Required work:
Put the lines below into a numbered list, skipping any blank lines and leaving out the pictures.

++++ The data

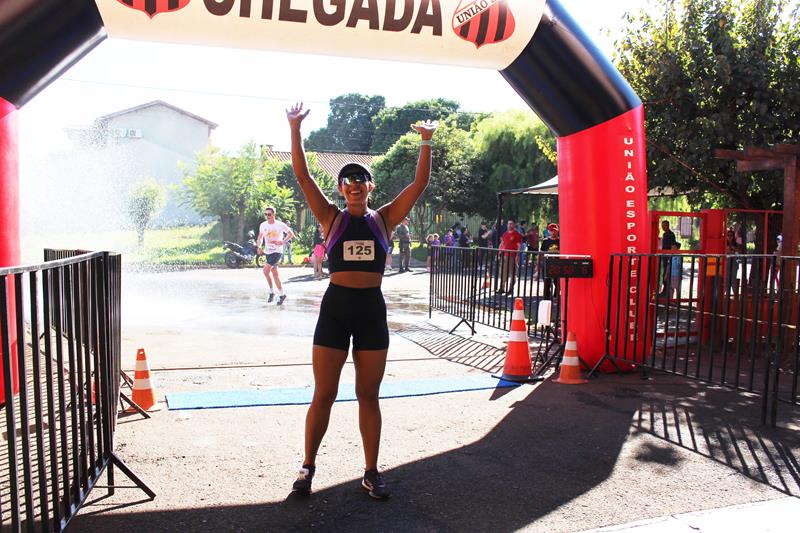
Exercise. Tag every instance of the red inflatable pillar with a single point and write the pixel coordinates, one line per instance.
(602, 183)
(9, 223)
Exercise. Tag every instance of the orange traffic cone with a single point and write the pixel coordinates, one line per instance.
(143, 394)
(518, 356)
(570, 365)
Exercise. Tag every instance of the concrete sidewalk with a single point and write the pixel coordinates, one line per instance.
(536, 458)
(772, 516)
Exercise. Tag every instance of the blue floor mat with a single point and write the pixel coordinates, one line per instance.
(302, 395)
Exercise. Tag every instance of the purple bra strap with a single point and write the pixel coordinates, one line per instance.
(378, 229)
(340, 223)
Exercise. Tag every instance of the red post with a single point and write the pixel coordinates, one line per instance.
(602, 182)
(9, 223)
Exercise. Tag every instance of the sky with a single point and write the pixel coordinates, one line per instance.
(246, 92)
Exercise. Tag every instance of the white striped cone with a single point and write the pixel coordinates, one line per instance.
(517, 366)
(570, 365)
(143, 394)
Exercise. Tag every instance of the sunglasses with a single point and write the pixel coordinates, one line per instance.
(354, 178)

++++++++

Finished answer:
1. Exercise. Tag every instance of the red inflatable pillar with a single point and write the pixel coordinates, one line per instance.
2. (602, 183)
3. (9, 223)
4. Exercise. Tag every instance of the orange traffic cone with a single point and write the pixel coordinates, one line per instance.
5. (143, 394)
6. (518, 356)
7. (570, 365)
8. Exercise. Tag every instance of the concrete sidewalk with a single point and write the pixel coordinates, one line per instance.
9. (536, 458)
10. (772, 516)
11. Exercise. Tag every instance of the blue floor mat with a single point and write the pixel coordinates, one line per instance.
12. (302, 395)
13. Exercise. Tag every instance of the purple bra strap with a single point and write the pixel coordinates, one line per instance.
14. (378, 229)
15. (340, 223)
16. Exercise. Tag every instance of the red post with a single point and write the pixel coordinates, one line per instance.
17. (602, 182)
18. (9, 223)
19. Exercise. Tag every instance of the sky with a single point and write the pixel coordinates, one line per instance.
20. (246, 92)
21. Exercise. Tag every instance of the white striped cone with a single point and write the pixel coordinates, one line per instance.
22. (517, 366)
23. (570, 365)
24. (143, 394)
25. Exercise. Tag every instance of the sunglasses with a single point and write the pixel coordinates, one line per instance.
26. (354, 178)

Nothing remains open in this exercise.